* BEGIN *

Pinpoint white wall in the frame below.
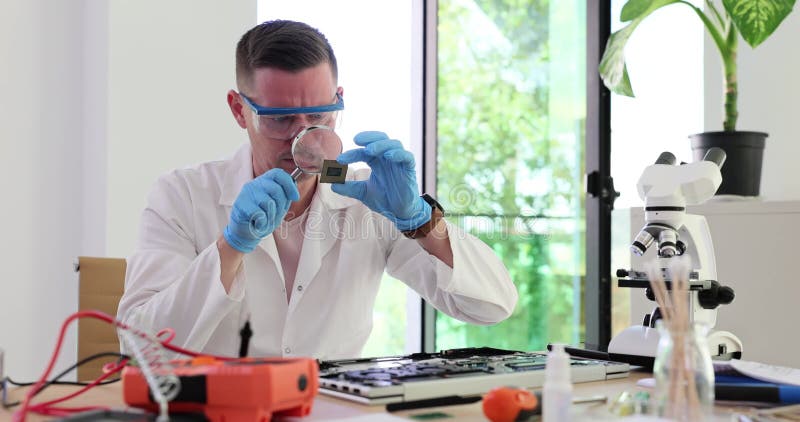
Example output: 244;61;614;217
704;7;800;200
0;0;256;380
106;0;256;256
0;0;84;380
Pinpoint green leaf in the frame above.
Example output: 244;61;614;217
619;0;653;22
722;0;795;48
598;0;680;97
599;22;638;97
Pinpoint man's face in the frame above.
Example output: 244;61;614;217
233;63;341;176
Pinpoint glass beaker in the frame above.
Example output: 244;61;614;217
653;320;714;421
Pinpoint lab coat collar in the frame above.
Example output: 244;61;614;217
219;144;359;298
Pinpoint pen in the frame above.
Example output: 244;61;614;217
386;396;483;412
547;344;609;360
714;383;800;403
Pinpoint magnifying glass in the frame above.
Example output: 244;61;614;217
292;125;347;183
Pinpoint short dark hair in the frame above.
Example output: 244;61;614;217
236;20;338;90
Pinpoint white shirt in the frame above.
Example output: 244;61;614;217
272;208;308;301
118;145;517;359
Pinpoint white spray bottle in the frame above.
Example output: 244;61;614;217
542;344;572;422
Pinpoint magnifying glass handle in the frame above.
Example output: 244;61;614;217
291;167;303;183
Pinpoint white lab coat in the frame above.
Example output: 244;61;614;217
119;145;517;359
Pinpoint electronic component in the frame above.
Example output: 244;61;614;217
320;348;630;404
319;160;347;183
122;357;318;422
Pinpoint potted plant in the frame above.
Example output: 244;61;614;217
599;0;795;196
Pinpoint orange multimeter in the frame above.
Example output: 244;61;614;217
122;357;319;422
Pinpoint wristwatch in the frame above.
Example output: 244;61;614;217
402;193;444;239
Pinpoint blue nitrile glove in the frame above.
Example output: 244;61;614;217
331;132;431;231
223;169;300;253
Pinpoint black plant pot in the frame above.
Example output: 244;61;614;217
689;132;767;196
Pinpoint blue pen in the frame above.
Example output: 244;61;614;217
714;383;800;404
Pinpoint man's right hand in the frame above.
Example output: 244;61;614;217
223;169;300;253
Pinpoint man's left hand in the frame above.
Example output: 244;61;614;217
331;132;431;231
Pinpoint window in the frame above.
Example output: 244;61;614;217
427;0;586;350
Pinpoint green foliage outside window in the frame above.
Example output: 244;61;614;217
436;0;585;350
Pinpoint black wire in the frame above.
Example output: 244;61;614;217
2;352;130;409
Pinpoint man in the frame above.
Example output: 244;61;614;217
119;21;517;359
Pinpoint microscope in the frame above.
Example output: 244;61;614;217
608;147;742;367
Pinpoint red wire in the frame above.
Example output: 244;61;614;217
13;311;236;422
30;359;128;410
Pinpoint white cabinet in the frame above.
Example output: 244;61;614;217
612;198;800;368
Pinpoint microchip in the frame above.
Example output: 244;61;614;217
319;160;347;183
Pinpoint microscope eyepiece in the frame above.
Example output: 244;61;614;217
656;151;678;166
704;147;728;168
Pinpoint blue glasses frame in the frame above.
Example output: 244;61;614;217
239;92;344;116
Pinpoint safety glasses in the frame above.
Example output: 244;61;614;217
239;93;344;141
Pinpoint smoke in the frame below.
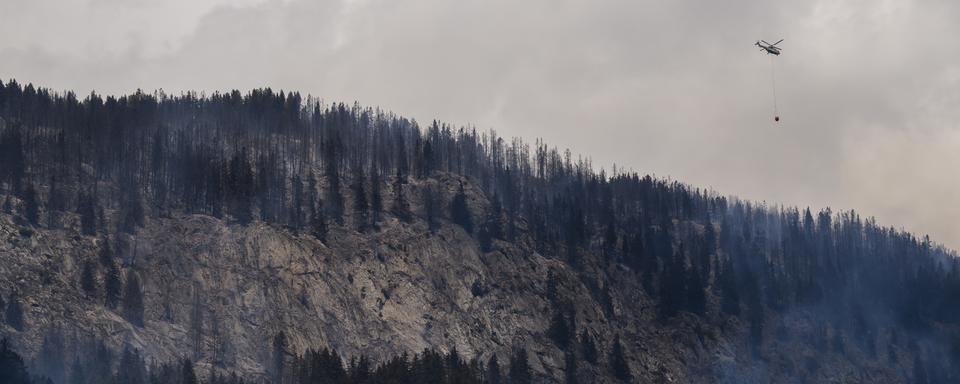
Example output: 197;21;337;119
0;0;960;247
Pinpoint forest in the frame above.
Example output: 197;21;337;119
0;80;960;382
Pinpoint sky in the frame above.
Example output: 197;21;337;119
0;0;960;249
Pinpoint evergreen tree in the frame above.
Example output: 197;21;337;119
659;246;687;321
477;196;503;252
391;169;413;223
422;185;443;232
310;199;329;242
351;172;370;232
370;167;383;228
121;187;145;234
610;337;633;383
226;147;254;225
103;262;123;309
450;181;473;233
47;176;66;229
324;148;343;225
4;293;27;332
0;125;26;194
23;183;40;226
80;260;97;297
719;257;740;316
290;175;304;230
686;268;707;316
123;269;144;328
77;193;97;236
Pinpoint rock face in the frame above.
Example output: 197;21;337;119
0;177;928;382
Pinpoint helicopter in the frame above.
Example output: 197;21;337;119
756;39;783;55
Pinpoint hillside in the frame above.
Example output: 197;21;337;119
0;81;960;383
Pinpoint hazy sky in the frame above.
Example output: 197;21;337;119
0;0;960;248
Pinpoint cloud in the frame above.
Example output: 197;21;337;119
0;0;960;247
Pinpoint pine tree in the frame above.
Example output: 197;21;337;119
370;167;383;228
659;246;687;321
290;175;304;230
47;176;66;229
477;196;503;252
123;269;144;328
80;260;97;297
450;181;473;233
351;172;370;232
310;199;328;242
719;257;740;316
422;185;443;232
103;262;123;309
391;169;413;223
77;193;97;236
121;187;145;234
23;183;40;226
686;268;707;316
610;337;633;383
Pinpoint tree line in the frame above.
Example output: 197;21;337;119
0;80;960;382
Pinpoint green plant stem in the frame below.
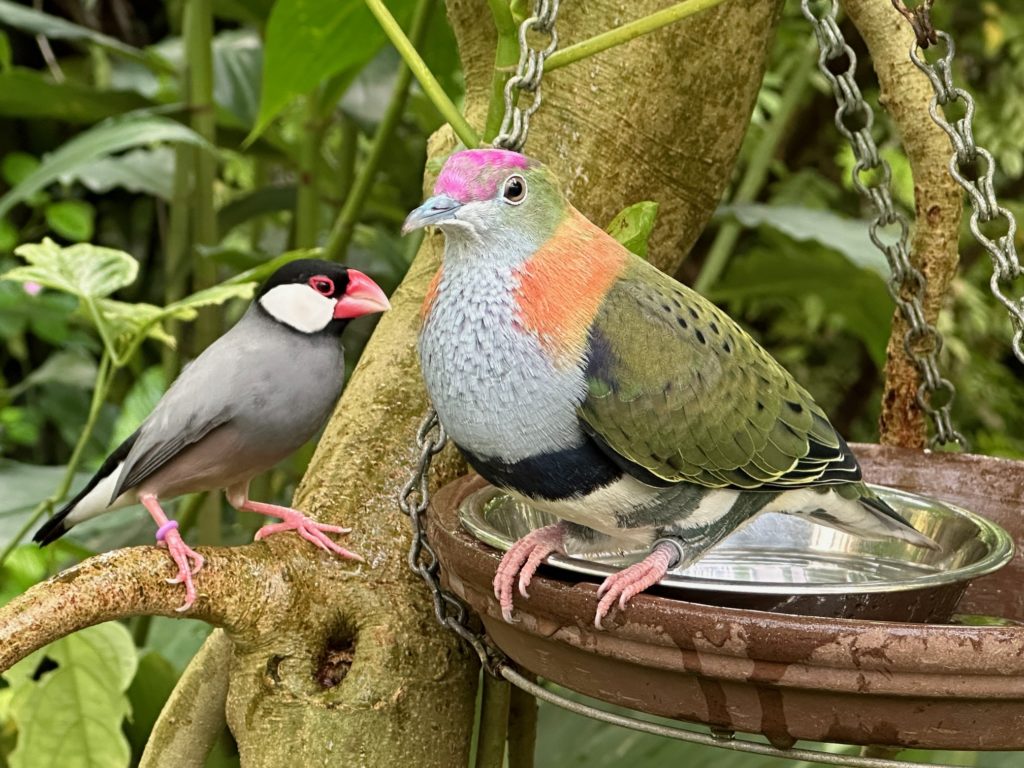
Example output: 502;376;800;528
294;91;325;248
162;143;193;381
475;672;512;768
693;42;816;293
544;0;725;72
184;0;220;545
335;113;359;204
324;0;435;261
0;351;115;565
366;0;480;147
483;0;519;142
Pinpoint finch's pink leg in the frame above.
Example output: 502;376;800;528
138;494;204;611
594;542;679;630
238;499;362;562
494;523;565;624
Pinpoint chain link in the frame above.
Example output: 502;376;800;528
494;0;558;152
910;32;1024;362
801;0;967;447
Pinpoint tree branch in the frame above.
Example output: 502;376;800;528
843;0;963;449
139;630;231;768
0;545;280;672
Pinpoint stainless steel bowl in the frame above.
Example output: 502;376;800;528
459;486;1014;622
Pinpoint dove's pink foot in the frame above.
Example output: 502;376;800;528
239;499;362;562
494;523;565;624
594;542;679;630
138;494;205;611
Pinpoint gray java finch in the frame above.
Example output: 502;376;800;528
404;150;935;627
34;259;389;610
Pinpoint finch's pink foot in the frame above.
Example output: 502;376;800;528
158;529;205;613
240;501;364;562
138;494;205;613
494;523;565;624
594;542;679;630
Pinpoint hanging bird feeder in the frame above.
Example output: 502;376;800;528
399;0;1024;768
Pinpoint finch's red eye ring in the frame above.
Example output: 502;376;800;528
309;274;334;296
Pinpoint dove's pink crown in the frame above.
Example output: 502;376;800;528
434;150;530;203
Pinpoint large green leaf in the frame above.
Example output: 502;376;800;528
0;238;138;299
60;146;174;201
709;248;893;368
716;203;889;280
607;200;657;258
0;0;147;60
253;0;413;136
4;622;138;768
0;115;214;218
0;67;152;124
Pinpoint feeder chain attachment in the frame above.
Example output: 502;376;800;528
910;36;1024;370
801;0;967;447
893;0;939;49
494;0;559;152
398;408;504;677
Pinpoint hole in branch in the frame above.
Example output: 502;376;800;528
314;633;355;690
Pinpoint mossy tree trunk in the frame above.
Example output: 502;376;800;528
163;0;781;768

* END *

== INSTRUCTIONS TO FOLLOW ==
Return all of the data above word for word, keeping every line, but leave out the images.

== EXERCISE RESULT ==
Pinpoint white wall in the frame below.
Example output: 244;61;614;217
704;7;800;200
0;0;256;380
106;0;256;256
0;0;84;380
Pinpoint green leaf in the frame above.
Example output: 244;61;614;217
619;0;653;22
722;0;795;48
598;0;680;97
599;22;638;97
Pinpoint man's face in the frame above.
Example output: 244;61;614;217
233;63;341;176
Pinpoint glass beaker in the frame above.
Example output: 244;61;614;217
653;320;714;421
Pinpoint lab coat collar in the frame above.
Example output: 244;61;614;217
219;144;359;298
Pinpoint pen in the frame above.
Example output: 244;61;614;217
386;396;483;412
547;344;609;360
714;383;800;403
Pinpoint magnifying glass in the frame above.
Example output: 244;61;614;217
292;125;347;183
Pinpoint short dark hair in the frame above.
Example output: 244;61;614;217
236;20;338;90
Pinpoint white shirt in the frame above.
Example output: 244;61;614;217
272;208;308;301
118;145;517;359
Pinpoint white spray bottle in the frame above.
Example output: 244;61;614;217
542;344;572;422
Pinpoint magnifying glass handle in the frame above.
Example output: 244;61;614;217
291;167;303;183
Pinpoint white lab coat in the frame above.
Example output: 244;61;614;217
119;145;517;359
Pinpoint electronic component in the frame above.
Example output: 244;61;614;217
320;348;630;404
319;160;347;183
122;357;318;422
Pinpoint potted plant in the frame above.
Example output: 244;61;614;217
599;0;795;196
Pinpoint orange multimeter in the frame above.
Example output: 244;61;614;217
122;357;319;422
Pinpoint wristwatch in the frame above.
Example output: 244;61;614;217
402;193;444;239
Pinpoint blue nitrile glove in the frame above.
Example output: 244;61;614;217
331;132;431;231
223;169;300;253
Pinpoint black plant pot in the frame above.
Example output: 244;61;614;217
689;132;767;196
Pinpoint blue pen in the frame above.
Example output: 244;61;614;217
714;383;800;404
Pinpoint man's right hand in the frame above.
Example output: 244;61;614;217
223;169;300;253
Pinpoint man's left hand in the frame above.
Example output: 244;61;614;217
331;132;431;231
Pinpoint window in the frame above.
Example output: 244;61;614;217
427;0;586;350
Pinpoint green foliage outside window in the frame above.
Example output: 244;61;614;217
436;0;585;350
Pinpoint black wire in the frame above.
Example output: 244;61;614;217
2;352;130;409
Pinpoint man in the frame above.
Example output: 244;61;614;217
119;21;517;359
Pinpoint microscope in the frame above.
Example output: 244;61;614;217
608;147;742;367
Pinpoint red wire in the frame above.
Example output: 244;61;614;217
13;311;236;422
30;359;128;410
Pinpoint white cabinet in the frame above.
Example output: 244;61;614;217
612;198;800;368
Pinpoint microchip in the frame above.
Example output: 244;61;614;217
319;160;347;183
Pinpoint microscope eyepiece in the frame above.
Example output: 244;61;614;217
656;151;678;166
704;147;728;168
Pinpoint blue glasses frame in the frame above.
Example output: 244;61;614;217
239;92;344;116
Pinpoint safety glasses in the frame above.
Example output: 244;61;614;217
239;93;344;141
Pinpoint smoke in the frame below.
Example output: 197;21;337;119
0;0;960;247
Pinpoint forest in the frame above.
Example output: 197;21;337;119
0;80;960;382
Pinpoint sky in the frame above.
Example output: 197;21;337;119
0;0;960;249
Pinpoint evergreen tree in the frame above.
Example output: 197;21;337;119
659;246;687;321
477;196;503;252
391;169;413;223
422;185;443;232
310;199;329;242
351;172;370;232
370;167;383;228
121;187;145;234
610;337;633;383
226;147;254;225
103;262;123;309
450;181;473;233
47;176;66;229
324;148;343;225
4;293;27;332
0;125;26;194
23;183;40;226
80;260;97;297
719;257;740;316
290;175;304;230
686;268;707;316
123;269;144;328
77;193;97;236
Pinpoint rock face in the frame above.
Example output: 197;21;337;119
0;177;928;382
Pinpoint helicopter in the frame above.
Example output: 197;21;337;119
756;39;783;55
Pinpoint hillside in the frame above.
Example output: 197;21;337;119
0;81;960;383
Pinpoint hazy sky in the frame above.
Example output: 197;21;337;119
0;0;960;248
Pinpoint cloud in the frame above.
Example output: 197;21;337;119
0;0;960;247
Pinpoint pine tree in the frame above.
Example output: 197;21;337;119
370;167;383;228
659;246;687;321
290;175;304;230
47;176;66;229
477;196;503;252
123;269;144;328
80;260;97;297
450;181;473;233
351;172;370;232
310;199;328;242
719;257;740;316
422;185;443;232
103;262;123;309
391;169;413;223
77;193;97;236
121;187;145;234
23;183;40;226
686;268;707;316
610;337;633;383
Pinpoint tree line in the frame above.
Example output: 197;21;337;119
0;80;960;382
Pinpoint green plant stem in the frame below.
Example output: 502;376;800;528
294;91;325;248
162;143;193;381
475;672;512;768
693;42;816;293
544;0;725;72
184;0;220;545
335;113;359;204
324;0;435;261
0;351;115;565
366;0;480;147
483;0;519;142
Pinpoint finch's pink leg in the frame above.
Example output: 502;376;800;528
138;494;204;611
594;542;679;630
238;499;362;562
494;523;565;624
Pinpoint chain link in the frame above.
Example output: 502;376;800;528
494;0;558;152
910;32;1024;362
801;0;967;447
Pinpoint tree branch in the frame above.
Example output: 502;376;800;528
843;0;963;449
139;630;231;768
0;545;280;672
Pinpoint stainless steel bowl in the frame above.
Example output: 502;376;800;528
459;486;1014;622
Pinpoint dove's pink foot in the frame above.
Example output: 502;376;800;528
239;499;362;562
494;523;565;624
594;542;679;630
138;494;205;611
Pinpoint gray java finch in the frame above.
Example output: 502;376;800;528
404;150;935;627
34;259;389;610
Pinpoint finch's pink foot in the frame above.
Example output: 502;376;800;528
158;529;205;613
240;501;364;562
138;494;205;613
494;523;565;624
594;542;679;630
Pinpoint hanging bird feeder in the frame above.
Example output: 502;376;800;528
399;0;1024;768
Pinpoint finch's red eye ring in the frame above.
Example output: 502;376;800;528
309;274;334;296
Pinpoint dove's pink crown in the frame above.
Example output: 502;376;800;528
434;150;530;203
Pinpoint large green leaf in the frame above.
Example output: 502;376;800;528
0;238;138;299
60;146;174;201
709;248;893;368
716;203;889;280
607;200;657;258
0;0;147;60
253;0;413;136
4;622;138;768
0;115;214;218
0;67;152;124
Pinpoint feeder chain attachment in the frame above.
Example output: 502;376;800;528
910;36;1024;370
801;0;967;447
893;0;939;49
494;0;559;152
398;408;504;677
Pinpoint hole in branch in the frame above.
Example output: 502;376;800;528
314;633;355;690
Pinpoint mossy tree trunk in the frame above.
Example output: 502;376;800;528
163;0;781;768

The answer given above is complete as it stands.